ASSIGNMENT:
An exact copy of the listing is required, with its pictures removed.

[[ SUPPLIED RECORDS open ]]

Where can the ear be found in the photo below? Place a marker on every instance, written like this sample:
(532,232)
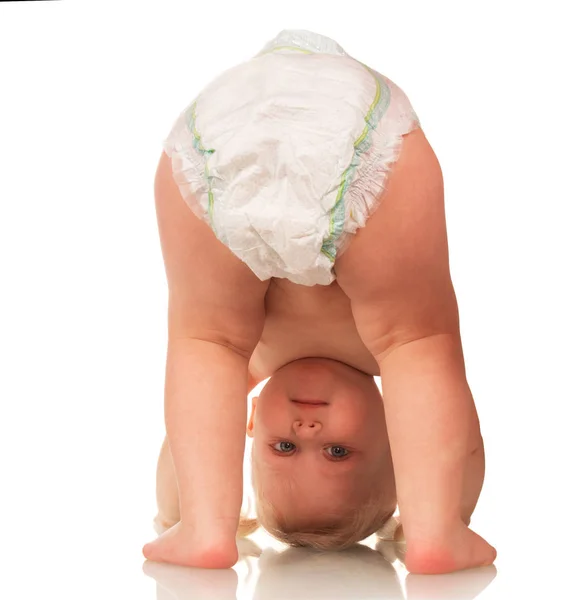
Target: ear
(250,426)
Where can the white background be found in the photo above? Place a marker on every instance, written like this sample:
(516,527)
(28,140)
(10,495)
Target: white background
(87,94)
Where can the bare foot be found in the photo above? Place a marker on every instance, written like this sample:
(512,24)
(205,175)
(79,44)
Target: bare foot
(460,549)
(180,545)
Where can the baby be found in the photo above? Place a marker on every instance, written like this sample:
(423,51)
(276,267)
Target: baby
(262,198)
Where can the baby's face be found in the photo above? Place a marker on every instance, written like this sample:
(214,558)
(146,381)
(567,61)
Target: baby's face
(320,438)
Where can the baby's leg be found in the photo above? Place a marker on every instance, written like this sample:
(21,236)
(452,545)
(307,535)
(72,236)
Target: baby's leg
(215,319)
(396,274)
(167,492)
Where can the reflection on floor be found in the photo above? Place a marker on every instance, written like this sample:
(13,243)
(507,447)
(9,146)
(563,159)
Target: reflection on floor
(274,572)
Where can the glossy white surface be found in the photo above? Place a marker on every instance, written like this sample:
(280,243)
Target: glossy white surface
(87,93)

[[ SUPPLIED RECORDS closed ]]

OUTPUT FOR THIS TASK:
Where can the ear be found in the photo below? Place a marker on every instance, written like this sample:
(532,232)
Target: ear
(250,426)
Where can the white background be found in the photo above? Place a marker on every instance, written like this sample:
(516,527)
(28,140)
(10,495)
Target: white background
(87,94)
Where can the bare foot be found in the photo above? Place a marker on every instance, written like this sample:
(512,24)
(205,175)
(79,44)
Target: bare foot
(460,549)
(180,545)
Where can the baby be found in the photo above? Place a marker on every instance, written like this sample:
(423,51)
(276,267)
Target: baby
(262,198)
Where can the baby's face be found in the photo above? Place a marker on every instance, written like this sample:
(214,558)
(146,381)
(567,61)
Target: baby's face
(320,438)
Where can the baby's leg be found in the photo above? Place a marker on every instance, written like this sample:
(21,236)
(452,545)
(307,535)
(72,236)
Target: baby's leg
(215,319)
(396,274)
(167,492)
Where can the reflection on floor be found in the photo above? Place a marker on every instance, written like this sample:
(13,243)
(507,447)
(9,146)
(563,159)
Target: reflection on floor
(274,572)
Where can the glossy white surface be found in the photo above? Place a marker on every instance, written like this sample:
(280,243)
Target: glossy white surface
(87,93)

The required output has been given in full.